OBJECTIVE →
Turn all of the entries below into a numbered list, skipping any blank lines and leaving the pictures out.

Excerpts from a detection dataset
# # #
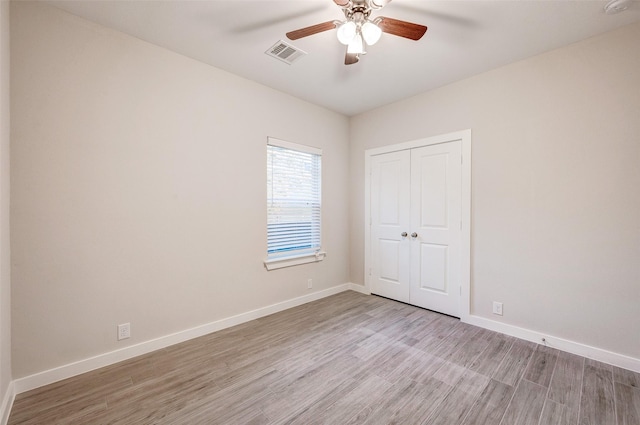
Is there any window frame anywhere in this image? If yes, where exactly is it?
[264,137,326,270]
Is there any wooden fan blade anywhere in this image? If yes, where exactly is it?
[370,0,391,9]
[376,16,427,40]
[287,21,336,40]
[344,52,360,65]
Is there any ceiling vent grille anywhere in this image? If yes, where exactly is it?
[265,40,307,65]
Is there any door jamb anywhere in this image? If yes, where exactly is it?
[364,129,471,322]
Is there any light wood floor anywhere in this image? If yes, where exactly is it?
[9,292,640,425]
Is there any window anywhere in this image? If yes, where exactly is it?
[265,138,325,270]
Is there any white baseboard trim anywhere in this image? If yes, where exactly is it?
[9,283,352,394]
[0,381,16,425]
[464,315,640,373]
[348,283,371,295]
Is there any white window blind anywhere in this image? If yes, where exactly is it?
[267,138,322,259]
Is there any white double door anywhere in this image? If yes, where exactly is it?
[370,140,462,317]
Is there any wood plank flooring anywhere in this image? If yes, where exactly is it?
[9,291,640,425]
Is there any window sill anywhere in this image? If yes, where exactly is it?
[264,251,327,270]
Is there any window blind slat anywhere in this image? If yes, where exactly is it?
[267,143,321,258]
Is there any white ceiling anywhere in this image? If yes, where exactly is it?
[42,0,640,115]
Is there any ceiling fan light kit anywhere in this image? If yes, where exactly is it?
[604,0,631,15]
[287,0,427,65]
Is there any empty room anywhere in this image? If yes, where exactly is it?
[0,0,640,425]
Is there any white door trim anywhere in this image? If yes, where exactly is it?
[364,129,471,322]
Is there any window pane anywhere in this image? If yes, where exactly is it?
[267,141,321,258]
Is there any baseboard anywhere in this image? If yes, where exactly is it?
[0,381,16,425]
[347,283,371,295]
[15,283,352,392]
[463,315,640,373]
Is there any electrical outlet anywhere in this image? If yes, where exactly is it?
[118,323,131,341]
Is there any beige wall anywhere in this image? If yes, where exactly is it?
[350,24,640,358]
[11,2,349,378]
[0,0,11,403]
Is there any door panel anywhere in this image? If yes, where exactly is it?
[420,243,449,294]
[370,151,411,302]
[409,141,462,317]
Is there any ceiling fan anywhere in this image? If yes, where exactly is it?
[287,0,427,65]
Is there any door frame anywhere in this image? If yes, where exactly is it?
[364,129,471,322]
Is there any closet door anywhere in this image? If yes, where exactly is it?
[370,150,411,302]
[409,141,462,317]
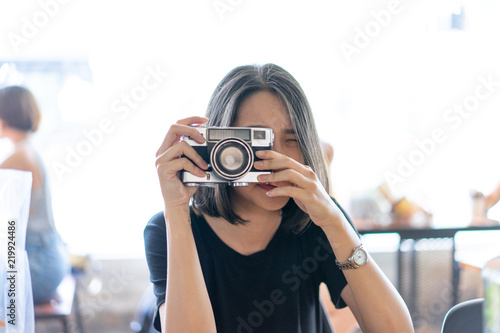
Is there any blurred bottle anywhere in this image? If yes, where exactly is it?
[471,191,486,219]
[483,256,500,333]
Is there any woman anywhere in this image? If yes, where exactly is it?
[0,86,70,303]
[145,64,413,333]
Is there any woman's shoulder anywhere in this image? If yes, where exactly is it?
[0,146,42,187]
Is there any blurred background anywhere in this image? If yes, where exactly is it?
[0,0,500,332]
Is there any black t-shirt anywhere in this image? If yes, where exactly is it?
[144,204,354,333]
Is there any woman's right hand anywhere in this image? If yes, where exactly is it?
[156,117,208,209]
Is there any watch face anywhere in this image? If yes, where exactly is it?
[352,248,368,266]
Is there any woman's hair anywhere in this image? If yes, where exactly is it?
[193,64,329,232]
[0,86,41,132]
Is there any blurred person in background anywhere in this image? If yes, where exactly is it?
[0,86,70,303]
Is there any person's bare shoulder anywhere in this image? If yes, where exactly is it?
[0,149,41,187]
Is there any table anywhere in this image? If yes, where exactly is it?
[358,225,500,313]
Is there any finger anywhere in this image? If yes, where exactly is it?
[266,186,307,201]
[254,150,315,178]
[156,155,206,179]
[165,157,206,177]
[156,117,208,156]
[162,141,208,169]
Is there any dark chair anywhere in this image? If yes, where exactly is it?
[130,284,158,333]
[441,298,484,333]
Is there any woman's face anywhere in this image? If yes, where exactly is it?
[231,91,304,218]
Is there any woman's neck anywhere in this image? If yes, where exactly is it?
[205,211,281,255]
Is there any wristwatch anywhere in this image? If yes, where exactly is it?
[335,245,368,270]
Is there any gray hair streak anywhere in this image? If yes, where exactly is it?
[193,64,329,233]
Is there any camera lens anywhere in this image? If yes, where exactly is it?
[210,138,253,180]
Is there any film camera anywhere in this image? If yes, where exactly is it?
[181,126,274,186]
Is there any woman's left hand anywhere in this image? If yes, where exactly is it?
[255,150,343,228]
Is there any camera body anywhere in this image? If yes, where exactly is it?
[181,126,274,186]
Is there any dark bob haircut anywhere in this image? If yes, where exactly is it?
[193,64,329,233]
[0,86,41,132]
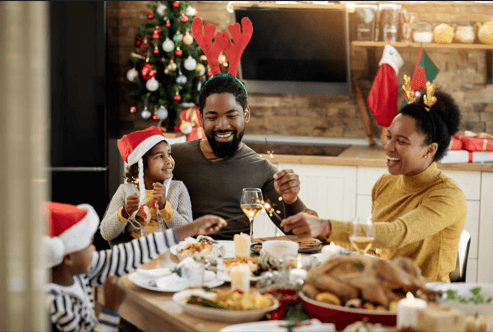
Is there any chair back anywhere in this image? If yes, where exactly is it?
[450,230,471,282]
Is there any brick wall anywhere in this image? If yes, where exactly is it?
[107,1,493,138]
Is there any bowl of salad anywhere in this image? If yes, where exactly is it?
[426,282,493,316]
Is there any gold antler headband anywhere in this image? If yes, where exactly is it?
[402,75,437,112]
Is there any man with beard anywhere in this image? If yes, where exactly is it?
[172,74,305,240]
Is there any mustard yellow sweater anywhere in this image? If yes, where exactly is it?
[328,163,466,282]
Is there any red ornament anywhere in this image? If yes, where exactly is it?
[140,63,156,80]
# # #
FINISHED EXERCISE →
1. Is there any window frame anywhere in this image? If yes, where exactly is it?
2. [264,137,326,270]
3. Is there any wooden fan blade anywhere in this image? If yes, where exactly is it?
4. [370,0,391,9]
5. [376,16,427,40]
6. [287,21,336,40]
7. [344,52,360,65]
8. Is there any ceiling vent grille anywhere in this image? If yes, where exactly is it?
9. [265,40,307,65]
10. Is there any door jamb anywhere in this image? If yes, where exactly is it?
11. [364,129,471,322]
12. Is there any light wood floor anywhere in this image? If yes, where exactly is it?
13. [9,292,640,425]
14. Is there any window anywhere in this image? If yes, where exactly is it?
15. [265,138,325,270]
16. Is there any white baseboard trim anywhere in this image? If yes, where exactly is it?
17. [9,283,352,394]
18. [0,381,16,425]
19. [464,315,640,373]
20. [348,283,371,295]
21. Is there any white window blind anywhere in this image? If yes, where exactly is it?
22. [267,138,322,259]
23. Is there any white double door anywhere in this image? If yes, where exactly is it?
24. [370,140,462,317]
25. Is there any wood plank flooring anywhere in this image? If yes, where exactly is it?
26. [9,291,640,425]
27. Is there any window sill anywhere in this image? If yes, where exactly is it?
28. [264,251,327,270]
29. Is there any window blind slat anywhere in this image? If yes, where exactly is it?
30. [267,143,321,258]
31. Is there any white ceiling anywhere in this image? If yes, where exactly is it?
32. [42,0,640,115]
33. Is there any ceiling fan light kit anywhere in this image? If yes, where exactly is it?
34. [604,0,631,15]
35. [287,0,427,65]
36. Is there any empty room anywhere in this image? If yes, where exactly is it?
37. [0,0,640,425]
38. Is there any white door trim anywhere in this image? If yes, where exactly is it?
39. [364,129,471,322]
40. Is there any window pane anywhere in this image? If yes, where exactly is it?
41. [267,141,321,258]
42. Is there any baseboard anywhere in this image? If yes, where exactly is it?
43. [0,381,16,425]
44. [347,283,371,295]
45. [15,283,352,392]
46. [463,315,640,373]
47. Is there any electrical outlet anywhere in this image? If yes, where exactly is it?
48. [118,323,131,341]
49. Is there any beige wall anywhere in this image? If yes, where exactly is it?
50. [350,24,640,358]
51. [11,2,349,378]
52. [0,0,11,403]
53. Is there any door panel anywhere in this image? If yes, where exactly is it?
54. [420,243,449,294]
55. [370,151,411,302]
56. [409,141,462,317]
57. Is there any ceiling fan anywhere in this image? If yes, where exactly is it?
58. [287,0,427,65]
59. Is there any door frame anywhere in this image? If yes, where exactly is it?
60. [364,129,471,322]
61. Is there any closet door anywhere in this image? If yes, where exactly is it?
62. [370,150,411,302]
63. [409,141,462,317]
64. Is there any blurred bottle anywhere in this image? If yes, where exactly is it?
65. [471,191,486,219]
66. [483,256,500,333]
67. Is there any woman anywhere in this image? If yes, where exactly is it?
68. [0,86,70,303]
69. [145,64,413,333]
70. Is there any woman's shoulder anywhere in this image? If yes, where exactly is it?
71. [0,146,42,187]
72. Is there any blurred background anywhere in this image? If yes, where exactly is it?
73. [0,0,500,332]
74. Is there any black t-shirt anywhere in this image? If yes, where exactly is it?
75. [144,204,354,333]
76. Is there any woman's right hand anywhere in this image? If yes, where exactly is it?
77. [156,117,208,209]
78. Is there any watch face anywhere in this image? If yes, where exactly is it?
79. [352,248,368,266]
80. Is there any woman's hair anywhere in this image? If yes, where exactly is it?
81. [193,64,329,232]
82. [0,86,41,132]
83. Is there any blurred person in background anywhere in this image? If yes, where exactly is it?
84. [0,86,70,303]
85. Is there any person's bare shoulder anywhere in this image? If yes, where exactly is it?
86. [0,149,41,187]
87. Is there any table anywhere in this image? If yes, where exactly is it?
88. [358,225,500,313]
89. Is there any finger anywhere in this image? If yes, where exactly is it?
90. [266,186,307,201]
91. [254,150,315,178]
92. [156,155,206,179]
93. [165,157,206,177]
94. [156,117,208,156]
95. [162,141,208,169]
96. Is there any dark chair anywhere in this image? If yes, where exactly is it?
97. [130,284,158,333]
98. [441,298,484,333]
99. Is there any woman's face anywhere in this image? If yes, where exactly is it?
100. [231,91,304,218]
101. Is there any woman's neck anywhere in this image? If yes, where exactly is it?
102. [205,211,281,255]
103. Is there any wristwatch anywhere in this image? If yes, where exactly is it?
104. [335,245,368,270]
105. Is there any gray hair streak anywhere in this image? If yes, where exactly is it?
106. [193,64,329,233]
107. Is there any camera lens anywhere in this image? If yes, where exactly is it?
108. [210,138,253,180]
109. Is there any film camera anywhere in this image? If yes, where exactly is it?
110. [181,126,274,186]
111. Is there any woman's left hand anywhere in this image? If yes, where exactly is it?
112. [255,150,343,228]
113. Is there any camera body anywhere in this image? If yes, where exactly is it?
114. [181,126,274,186]
115. Is there any dark bob haircut anywhere in this image? If yes, where exactly is it?
116. [193,64,329,233]
117. [0,86,41,132]
118. Is there any chair back anywhere in this image? If yes, where exactly is it?
119. [450,230,471,282]
120. Is there any brick wall anywhere in this image? If yes, where exactly is it?
121. [107,1,493,138]
122. Is there any bowl of salad anywhere in this image? If yes, where exactly is it?
123. [426,282,493,316]
124. Is there any gold antler headband anywhere in this image? If yes, where exactly is it?
125. [402,75,437,112]
126. Is there any man with beard anywhere in this image? If yes, where exactly is it?
127. [172,74,305,240]
128. Is there any mustard yellow sweater anywhere in this image? If yes, where exactly is it?
129. [328,163,466,282]
130. Is there any red ornament anywhere in this image? If yes, where exactly is it?
131. [140,63,156,80]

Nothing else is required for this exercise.